### Données de l'exercice ###

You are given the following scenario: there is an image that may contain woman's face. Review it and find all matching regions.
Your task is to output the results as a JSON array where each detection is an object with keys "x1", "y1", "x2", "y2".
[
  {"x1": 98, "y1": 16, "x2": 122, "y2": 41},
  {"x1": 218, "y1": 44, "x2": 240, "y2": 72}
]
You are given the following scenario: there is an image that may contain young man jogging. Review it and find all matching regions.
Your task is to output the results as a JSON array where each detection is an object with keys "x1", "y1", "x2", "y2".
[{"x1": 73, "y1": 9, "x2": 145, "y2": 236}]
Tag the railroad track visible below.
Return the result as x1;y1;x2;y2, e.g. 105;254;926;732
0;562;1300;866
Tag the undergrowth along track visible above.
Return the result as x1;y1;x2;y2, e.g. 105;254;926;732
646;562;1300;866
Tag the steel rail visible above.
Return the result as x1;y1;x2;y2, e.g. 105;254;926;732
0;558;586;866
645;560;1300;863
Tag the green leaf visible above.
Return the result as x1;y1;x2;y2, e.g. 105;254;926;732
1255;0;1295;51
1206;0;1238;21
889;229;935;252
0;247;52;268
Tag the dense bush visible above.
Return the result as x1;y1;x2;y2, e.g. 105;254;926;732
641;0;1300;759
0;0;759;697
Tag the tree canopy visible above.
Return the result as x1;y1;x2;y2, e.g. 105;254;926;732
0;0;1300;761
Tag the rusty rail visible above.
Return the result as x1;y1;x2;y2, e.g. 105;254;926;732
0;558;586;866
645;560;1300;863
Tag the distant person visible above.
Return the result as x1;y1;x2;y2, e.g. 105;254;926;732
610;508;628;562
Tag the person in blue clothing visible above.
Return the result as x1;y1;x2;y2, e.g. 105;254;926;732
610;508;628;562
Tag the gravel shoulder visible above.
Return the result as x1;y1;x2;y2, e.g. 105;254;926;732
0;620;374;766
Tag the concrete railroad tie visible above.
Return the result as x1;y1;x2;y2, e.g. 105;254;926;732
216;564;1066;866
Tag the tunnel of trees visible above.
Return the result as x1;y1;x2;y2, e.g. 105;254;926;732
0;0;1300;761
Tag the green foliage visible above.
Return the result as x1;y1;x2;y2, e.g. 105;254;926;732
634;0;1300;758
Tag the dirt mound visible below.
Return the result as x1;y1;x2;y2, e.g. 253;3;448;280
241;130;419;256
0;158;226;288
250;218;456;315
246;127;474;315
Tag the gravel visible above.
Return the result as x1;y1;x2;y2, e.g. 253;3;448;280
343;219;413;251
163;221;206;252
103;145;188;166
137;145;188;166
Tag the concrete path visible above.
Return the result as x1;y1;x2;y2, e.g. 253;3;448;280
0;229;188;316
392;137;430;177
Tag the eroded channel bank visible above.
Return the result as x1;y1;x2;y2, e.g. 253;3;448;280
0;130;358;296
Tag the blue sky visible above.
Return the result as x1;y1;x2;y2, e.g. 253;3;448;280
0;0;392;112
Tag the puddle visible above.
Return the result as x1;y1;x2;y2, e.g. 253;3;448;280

###

Consigne donnée — Citez sans rien changer les lignes des données ci-dessus, depuis celle qui contient « Tag the tunnel of trees visible above. » jusqu'à la dernière, ces deux bornes comprises. Ne reproduisez rien d'autre.

Réponse attendue —
Tag the tunnel of trees visible above.
Return the result as x1;y1;x2;y2, e.g. 105;254;926;732
0;0;1300;761
Tag the green foliage visible above.
Return the result as x1;y1;x2;y2, e.g. 105;254;926;732
634;0;1300;758
Tag the dirt mound visible below.
Return the result as x1;y1;x2;y2, e.g. 253;3;448;280
241;130;419;256
0;158;226;288
250;218;456;315
246;127;474;315
Tag the gravel visible above.
Return the result as x1;y1;x2;y2, e.g. 253;3;448;280
343;219;413;251
163;221;206;252
103;145;188;166
137;145;188;166
Tag the concrete path visible above.
Return the result as x1;y1;x2;y2, e.g. 253;3;448;280
0;229;188;316
392;137;430;177
Tag the eroded channel bank visible above.
Return the result as x1;y1;x2;y2, e.g. 253;3;448;280
0;130;358;296
Tag the blue sky visible above.
Return the result as x1;y1;x2;y2, e.g. 253;3;448;280
0;0;392;112
Tag the puddle visible above.
Return the result as x1;y1;x2;y2, e.g. 253;3;448;280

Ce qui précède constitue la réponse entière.